Задание ▸
Судя по исходному тексту, в котором часу 15 июня 1883 года император Александр III с семьей прибыл в Шлиссельбург?

И в этом и заключён ответ на вопрос, почему Пётр не захотел узнать о чудесном явлении Шлиссельбургской иконы Божией Матери…
Нет, не русский Орешек освободил Пётр, а взял шведскую крепость Нотебург и тут же основал здесь свой Шлиссельбург. Как могла вместиться сюда Казанская икона Божией Матери, неведомо когда, до всяких прославлений, появившаяся здесь?!
И Шлиссельбургская икона Казанской Божией Матери так и осталась в крепости. Только в царствование Александра III вспомнили про неё…
«1883 год. Июня 15 в девять часов утра изволили прибыть в город Шлиссельбург, посетить шлиссельбургскую крепостную часовню, слушать краткое молитвословие и лобызать явленно-чудотворную икону Богоматери Их Императорския Высочества Государь Император Александр III и Государыня Императрица Мария Фёдоровна с Августейшими сыновьями Николаем и Георгием Александровичами, Великим Князем Алексеем Александровичем и Великою Княгинею Мариею Александровною».

Строки набора данных ▸
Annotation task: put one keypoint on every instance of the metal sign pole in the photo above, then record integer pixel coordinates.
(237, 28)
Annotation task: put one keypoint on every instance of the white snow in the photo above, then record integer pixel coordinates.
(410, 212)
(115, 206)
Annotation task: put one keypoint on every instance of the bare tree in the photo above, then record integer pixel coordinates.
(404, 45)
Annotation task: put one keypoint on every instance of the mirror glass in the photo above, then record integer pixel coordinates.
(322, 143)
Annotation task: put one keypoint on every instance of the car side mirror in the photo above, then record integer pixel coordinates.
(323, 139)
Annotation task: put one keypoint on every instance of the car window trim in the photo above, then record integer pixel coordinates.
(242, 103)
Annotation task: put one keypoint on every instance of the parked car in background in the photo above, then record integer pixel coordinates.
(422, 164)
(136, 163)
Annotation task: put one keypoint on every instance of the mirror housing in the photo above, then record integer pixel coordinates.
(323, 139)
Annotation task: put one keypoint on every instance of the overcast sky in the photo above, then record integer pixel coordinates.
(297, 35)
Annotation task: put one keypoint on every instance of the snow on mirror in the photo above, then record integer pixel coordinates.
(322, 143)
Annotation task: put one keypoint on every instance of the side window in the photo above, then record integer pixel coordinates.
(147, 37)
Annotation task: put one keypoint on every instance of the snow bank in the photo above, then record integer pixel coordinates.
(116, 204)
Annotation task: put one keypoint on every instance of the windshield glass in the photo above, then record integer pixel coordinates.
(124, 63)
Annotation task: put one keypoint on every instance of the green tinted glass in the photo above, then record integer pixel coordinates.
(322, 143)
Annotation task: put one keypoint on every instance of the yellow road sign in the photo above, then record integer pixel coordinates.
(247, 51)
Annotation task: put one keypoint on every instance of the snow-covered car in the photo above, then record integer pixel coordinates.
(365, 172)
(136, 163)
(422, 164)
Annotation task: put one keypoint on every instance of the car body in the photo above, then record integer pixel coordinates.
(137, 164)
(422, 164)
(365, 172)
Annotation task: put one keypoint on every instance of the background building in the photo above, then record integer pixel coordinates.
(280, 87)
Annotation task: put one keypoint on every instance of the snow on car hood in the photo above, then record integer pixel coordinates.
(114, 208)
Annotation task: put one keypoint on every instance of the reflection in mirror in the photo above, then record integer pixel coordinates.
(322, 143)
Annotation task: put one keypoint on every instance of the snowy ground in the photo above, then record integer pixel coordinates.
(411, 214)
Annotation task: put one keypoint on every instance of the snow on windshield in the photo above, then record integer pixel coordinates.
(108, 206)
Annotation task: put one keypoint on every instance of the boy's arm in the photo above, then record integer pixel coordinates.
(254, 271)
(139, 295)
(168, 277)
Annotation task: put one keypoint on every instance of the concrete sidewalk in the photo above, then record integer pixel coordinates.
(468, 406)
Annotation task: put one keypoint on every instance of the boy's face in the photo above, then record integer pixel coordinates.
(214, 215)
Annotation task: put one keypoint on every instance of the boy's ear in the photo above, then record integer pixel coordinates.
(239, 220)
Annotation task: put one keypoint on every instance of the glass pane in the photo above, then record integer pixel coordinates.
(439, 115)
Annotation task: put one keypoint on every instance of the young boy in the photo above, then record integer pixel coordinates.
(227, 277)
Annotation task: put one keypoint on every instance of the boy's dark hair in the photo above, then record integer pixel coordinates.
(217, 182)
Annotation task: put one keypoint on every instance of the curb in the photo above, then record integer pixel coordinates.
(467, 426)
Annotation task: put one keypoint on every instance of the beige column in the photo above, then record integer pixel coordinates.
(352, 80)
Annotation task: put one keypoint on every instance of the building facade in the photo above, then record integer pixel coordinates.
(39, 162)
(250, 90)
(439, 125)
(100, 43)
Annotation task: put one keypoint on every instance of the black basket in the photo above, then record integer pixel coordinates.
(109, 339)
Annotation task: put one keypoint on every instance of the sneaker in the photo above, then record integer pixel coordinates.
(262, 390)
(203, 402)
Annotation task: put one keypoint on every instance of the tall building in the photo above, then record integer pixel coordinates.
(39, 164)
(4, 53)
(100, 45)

Ответ к заданию ▸
В девять часов утра.